-- STATED GOAL A --
In the FawltyDeps project page, rewrite the paragraph that begins "undeclared dependency: a package that's used" as a short list that keeps its main facts.
-- STATED GOAL B --
Write the next part of the FawltyDeps project page, picking up after its last sentence.
** begin EXCERPT TO READ **
Skip to main content

Find undeclared 3rd-party dependencies in your Python project.

Project description

PyPI Latest Release Supported Python versions Licence

FawltyDeps

A dependency checker for Python.

Find undeclared and/or unused 3rd-party dependencies in your Python project.

FawltyDeps demo

Table of contents

Key Concepts

Installation

Usage

Configuration

Documentation

Development

Integration tests

Contributing

FAQ

Key Concepts

  • undeclared dependency: a package that's used (in particular, imported) by a project and which lacks a corresponding declaration to ensure that it's available. For example, you import numpy, but you've forgotten to include numpy in your requirements.txt. Pragmatically, this means the project is prone to runtime errors.
** end EXCERPT TO READ **
** begin LISTED RECORDS **
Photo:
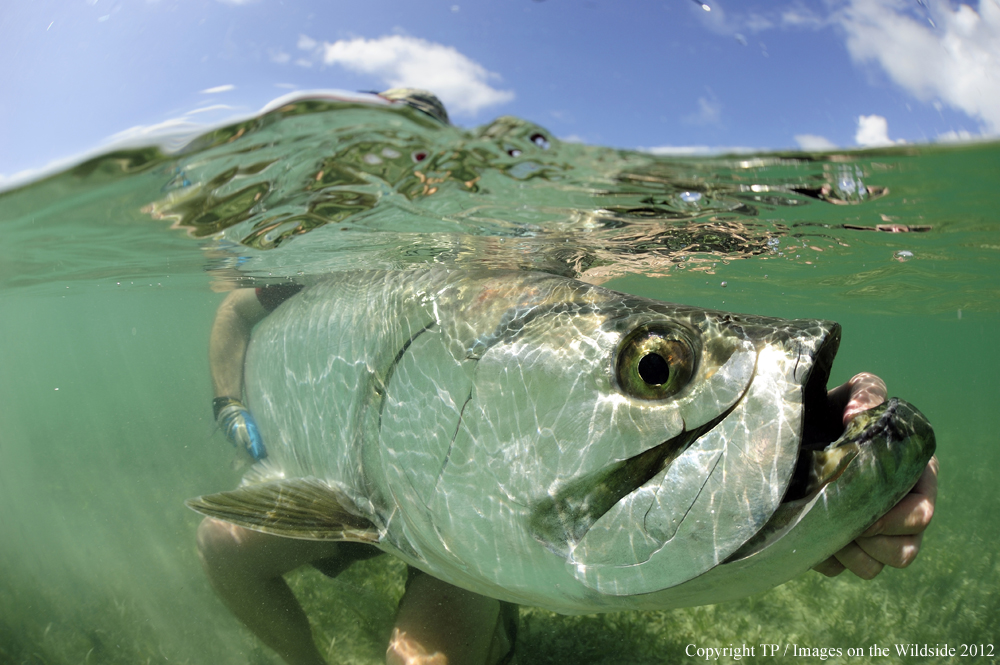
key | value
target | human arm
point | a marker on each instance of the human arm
(894, 539)
(234, 321)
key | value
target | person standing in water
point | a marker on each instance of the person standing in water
(436, 623)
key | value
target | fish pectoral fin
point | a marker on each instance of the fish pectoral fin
(304, 508)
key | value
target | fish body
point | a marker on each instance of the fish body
(552, 443)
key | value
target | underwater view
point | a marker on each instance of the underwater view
(113, 270)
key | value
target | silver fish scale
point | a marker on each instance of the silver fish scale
(477, 418)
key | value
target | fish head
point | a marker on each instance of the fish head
(631, 444)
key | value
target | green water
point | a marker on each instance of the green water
(109, 279)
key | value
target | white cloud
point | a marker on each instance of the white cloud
(709, 113)
(278, 56)
(814, 142)
(873, 131)
(401, 61)
(219, 88)
(954, 59)
(696, 150)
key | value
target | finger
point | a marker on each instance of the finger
(914, 512)
(895, 551)
(866, 392)
(858, 562)
(831, 567)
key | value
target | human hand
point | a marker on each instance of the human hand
(894, 539)
(239, 426)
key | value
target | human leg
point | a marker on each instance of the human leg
(440, 624)
(245, 568)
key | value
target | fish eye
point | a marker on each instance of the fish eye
(654, 364)
(540, 140)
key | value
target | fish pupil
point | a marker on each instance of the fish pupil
(653, 369)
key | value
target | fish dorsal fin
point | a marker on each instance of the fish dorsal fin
(304, 508)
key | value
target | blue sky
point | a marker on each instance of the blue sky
(668, 76)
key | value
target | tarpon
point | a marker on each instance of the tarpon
(548, 442)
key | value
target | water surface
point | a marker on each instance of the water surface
(111, 272)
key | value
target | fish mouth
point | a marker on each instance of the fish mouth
(559, 521)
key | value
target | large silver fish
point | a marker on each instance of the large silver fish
(552, 443)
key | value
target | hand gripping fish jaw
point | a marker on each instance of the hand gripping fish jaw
(552, 443)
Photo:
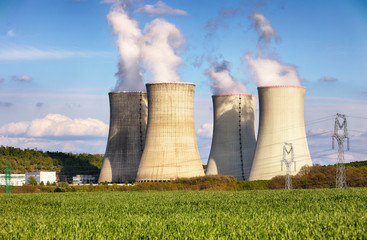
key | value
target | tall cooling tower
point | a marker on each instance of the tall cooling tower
(234, 141)
(281, 121)
(128, 118)
(170, 146)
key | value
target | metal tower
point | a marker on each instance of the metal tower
(288, 164)
(341, 179)
(7, 176)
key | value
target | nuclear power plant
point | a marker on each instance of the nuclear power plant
(234, 140)
(170, 146)
(152, 135)
(281, 121)
(128, 119)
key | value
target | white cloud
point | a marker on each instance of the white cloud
(107, 1)
(328, 79)
(222, 81)
(264, 28)
(205, 130)
(31, 53)
(159, 52)
(24, 78)
(56, 125)
(269, 72)
(160, 8)
(6, 104)
(11, 33)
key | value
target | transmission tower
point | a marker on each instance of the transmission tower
(341, 179)
(288, 149)
(7, 176)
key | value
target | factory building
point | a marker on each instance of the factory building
(16, 179)
(41, 177)
(170, 147)
(128, 118)
(234, 140)
(281, 121)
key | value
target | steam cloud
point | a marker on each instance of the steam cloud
(154, 49)
(263, 28)
(266, 71)
(160, 8)
(222, 81)
(130, 77)
(161, 40)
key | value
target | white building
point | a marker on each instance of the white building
(42, 176)
(81, 179)
(16, 179)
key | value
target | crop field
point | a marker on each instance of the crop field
(258, 214)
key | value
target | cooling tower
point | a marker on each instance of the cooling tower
(234, 141)
(170, 145)
(281, 120)
(128, 118)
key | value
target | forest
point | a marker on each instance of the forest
(65, 164)
(68, 165)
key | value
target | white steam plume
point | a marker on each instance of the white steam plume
(130, 77)
(160, 44)
(222, 81)
(264, 29)
(269, 72)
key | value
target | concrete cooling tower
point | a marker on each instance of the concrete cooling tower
(281, 121)
(128, 118)
(170, 147)
(234, 141)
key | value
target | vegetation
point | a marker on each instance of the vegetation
(65, 164)
(322, 177)
(297, 214)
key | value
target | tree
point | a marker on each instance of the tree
(32, 181)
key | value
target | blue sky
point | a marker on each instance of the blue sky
(58, 61)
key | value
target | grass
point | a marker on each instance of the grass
(258, 214)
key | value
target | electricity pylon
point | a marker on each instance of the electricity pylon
(288, 164)
(341, 179)
(7, 176)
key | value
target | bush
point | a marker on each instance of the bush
(32, 181)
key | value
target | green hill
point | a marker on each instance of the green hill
(65, 164)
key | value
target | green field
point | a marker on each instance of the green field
(259, 214)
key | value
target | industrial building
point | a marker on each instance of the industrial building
(16, 179)
(41, 177)
(170, 147)
(82, 179)
(128, 119)
(234, 140)
(281, 122)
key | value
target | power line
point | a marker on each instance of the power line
(341, 181)
(288, 164)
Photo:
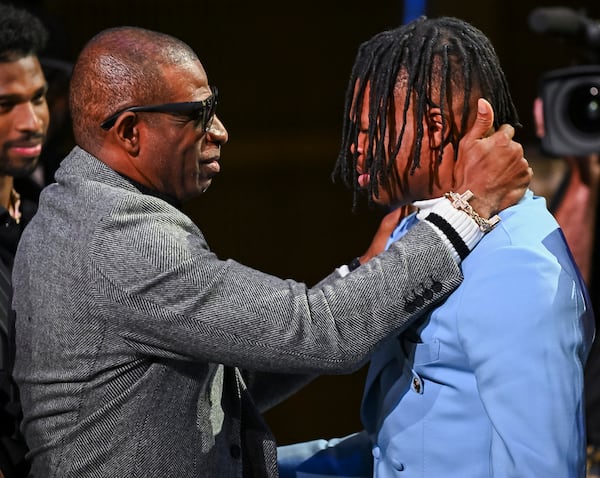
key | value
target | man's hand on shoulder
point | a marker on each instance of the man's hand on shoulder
(491, 164)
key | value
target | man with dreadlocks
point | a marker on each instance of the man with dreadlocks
(24, 120)
(489, 383)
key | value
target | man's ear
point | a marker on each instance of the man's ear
(127, 132)
(435, 127)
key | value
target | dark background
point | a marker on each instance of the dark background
(281, 69)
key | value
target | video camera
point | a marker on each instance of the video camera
(570, 96)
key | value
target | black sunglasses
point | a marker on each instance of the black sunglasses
(201, 112)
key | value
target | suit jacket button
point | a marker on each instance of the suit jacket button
(416, 384)
(376, 452)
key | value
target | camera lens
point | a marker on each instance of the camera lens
(583, 107)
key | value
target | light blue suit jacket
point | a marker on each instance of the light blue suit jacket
(491, 382)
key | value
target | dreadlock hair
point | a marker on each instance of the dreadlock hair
(444, 55)
(21, 33)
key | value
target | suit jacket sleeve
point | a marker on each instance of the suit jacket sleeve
(526, 351)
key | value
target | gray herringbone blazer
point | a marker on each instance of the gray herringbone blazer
(138, 349)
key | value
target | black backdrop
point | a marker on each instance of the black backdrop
(281, 69)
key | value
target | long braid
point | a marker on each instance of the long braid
(446, 55)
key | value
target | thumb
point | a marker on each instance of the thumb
(484, 123)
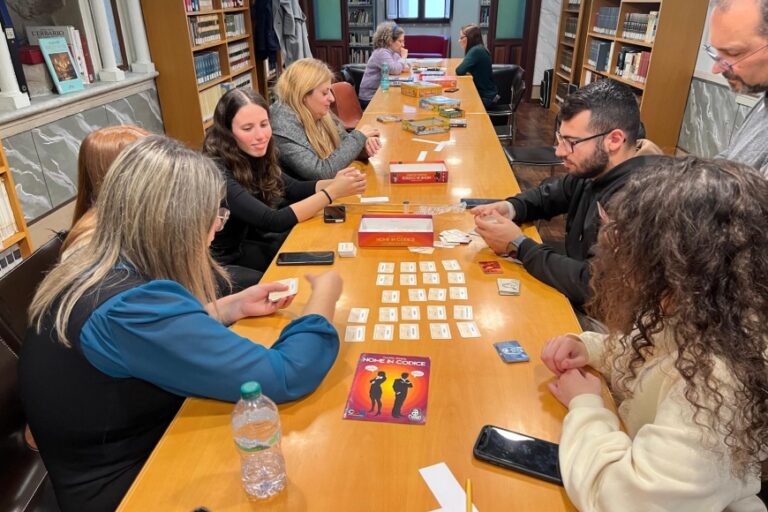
** end LISTED RECORDS **
-- EXERCISE RESPONSE A --
- Undeclared dependency: a package the project uses (in particular, imports) without a matching declaration that ensures it is available.
- Example: numpy is imported but missing from requirements.txt.
- Consequence: the project is prone to runtime errors.

-- EXERCISE RESPONSE B --
  • unused dependency: a package that's declared as necessary for a project but which is never used by project code. For example, you have numpy listed in your requirements.txt, but you never actually import numpy. Pragmatically, this means that project installation may consume more space than needed and will be more likely to break with future software releases; in short, these are costs paid for no benefit.

Installation

The library is distributed with PyPI, so simply:

pip install fawltydeps

or any other way to install Python packages from PyPI should be enough to make it available in your environment.

Consider adding fawltydeps to your development dependencies, to help you catch undeclared and unused dependencies in your projects.

Usage

To check the project in the current directory run:

fawltydeps

This will find imports in all the Python code under the current directory, extract dependencies declared by your project, and then report undeclared and unused dependencies.

Available Actions

FawltyDeps provides the following options for controlling what actions to perform. Only one of these can be used at a time:

  • --check: Report both undeclared and unused dependencies
  • --check-undeclared: Report only undeclared dependencies
  • --check-unused: Report only unused dependencies
  • --list-imports: List third-party imports extracted from the project
  • --list-deps: List declared dependencies extracted from the project

When none of these are specified, the default action is --check.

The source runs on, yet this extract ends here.